(Dataset entries)
#####

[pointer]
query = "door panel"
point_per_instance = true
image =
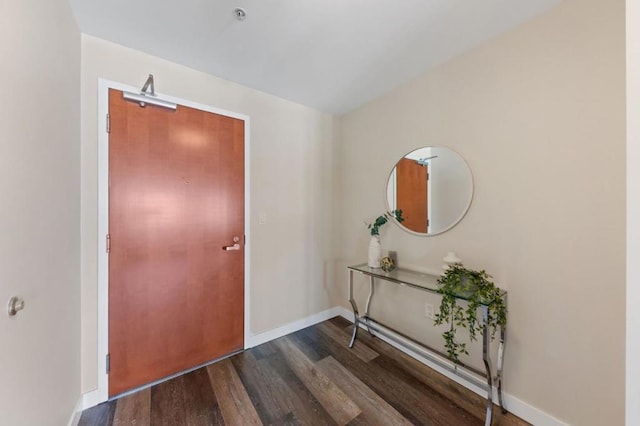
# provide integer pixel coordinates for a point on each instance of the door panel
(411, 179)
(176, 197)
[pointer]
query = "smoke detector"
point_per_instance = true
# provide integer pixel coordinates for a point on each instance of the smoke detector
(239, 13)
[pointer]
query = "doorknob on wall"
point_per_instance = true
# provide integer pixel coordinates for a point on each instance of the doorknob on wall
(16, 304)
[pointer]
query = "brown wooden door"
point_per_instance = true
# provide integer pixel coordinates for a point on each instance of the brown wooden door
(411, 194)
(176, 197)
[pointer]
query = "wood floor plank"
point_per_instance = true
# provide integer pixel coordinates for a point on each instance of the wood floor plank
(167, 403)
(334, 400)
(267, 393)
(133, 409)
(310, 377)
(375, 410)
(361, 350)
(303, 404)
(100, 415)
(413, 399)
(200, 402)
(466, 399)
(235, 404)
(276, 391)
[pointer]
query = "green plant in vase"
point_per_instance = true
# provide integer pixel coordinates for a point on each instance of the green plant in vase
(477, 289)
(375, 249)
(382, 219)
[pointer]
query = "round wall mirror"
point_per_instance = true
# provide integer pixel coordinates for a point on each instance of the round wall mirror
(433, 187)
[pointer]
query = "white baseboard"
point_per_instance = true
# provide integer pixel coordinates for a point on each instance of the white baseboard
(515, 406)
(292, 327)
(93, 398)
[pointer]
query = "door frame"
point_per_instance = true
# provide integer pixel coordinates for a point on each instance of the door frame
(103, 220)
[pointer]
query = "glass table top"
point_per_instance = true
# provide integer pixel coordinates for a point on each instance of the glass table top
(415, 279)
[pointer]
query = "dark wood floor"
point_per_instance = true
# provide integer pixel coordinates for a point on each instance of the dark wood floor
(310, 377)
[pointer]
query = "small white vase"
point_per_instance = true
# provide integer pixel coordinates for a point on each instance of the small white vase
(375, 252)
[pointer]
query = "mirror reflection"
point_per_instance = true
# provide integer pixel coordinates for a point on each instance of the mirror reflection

#####

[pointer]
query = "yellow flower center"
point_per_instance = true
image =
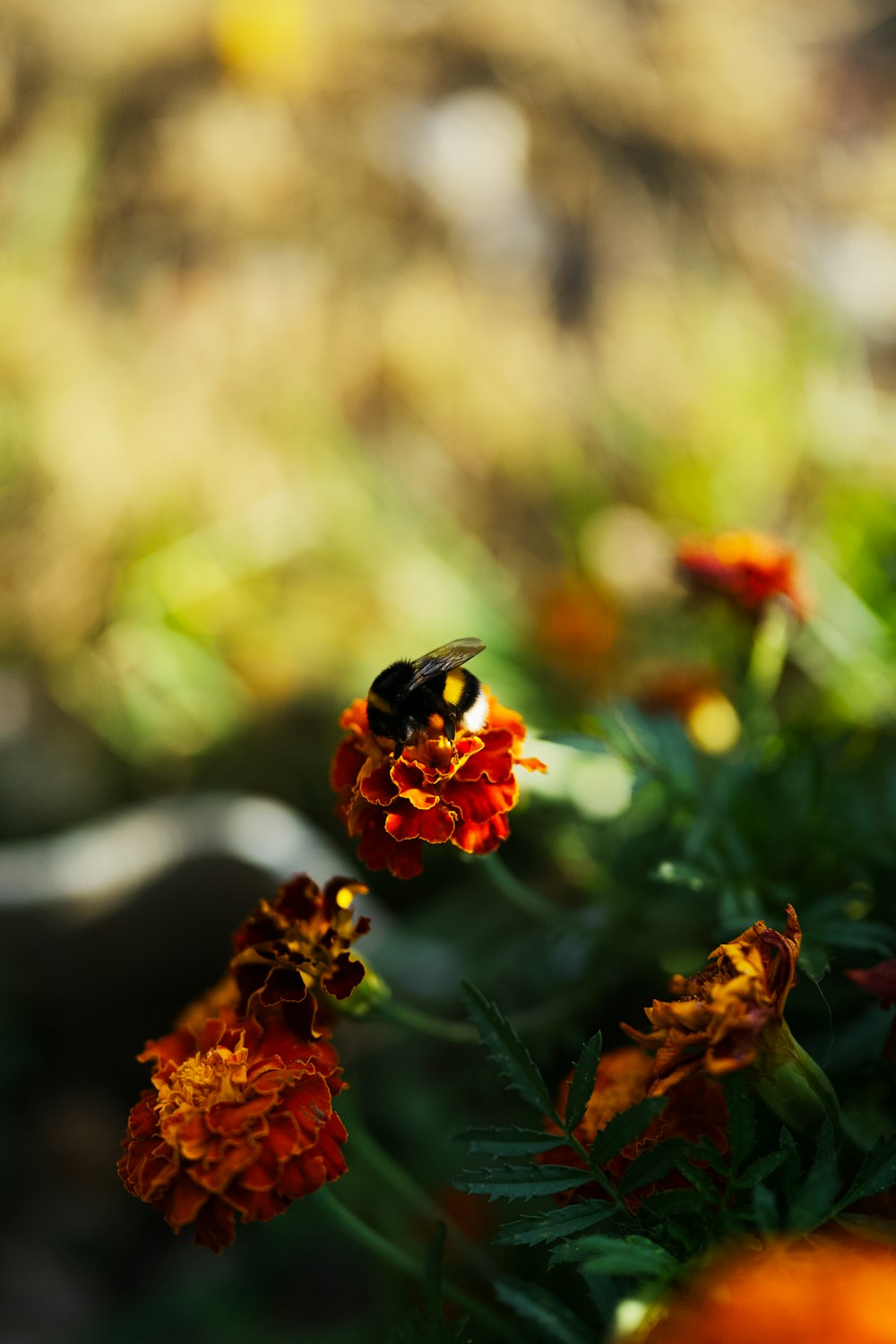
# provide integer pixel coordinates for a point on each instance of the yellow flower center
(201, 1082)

#####

How many lines in the rows above contain the string "frame" with matching case? Reply with the number only.

2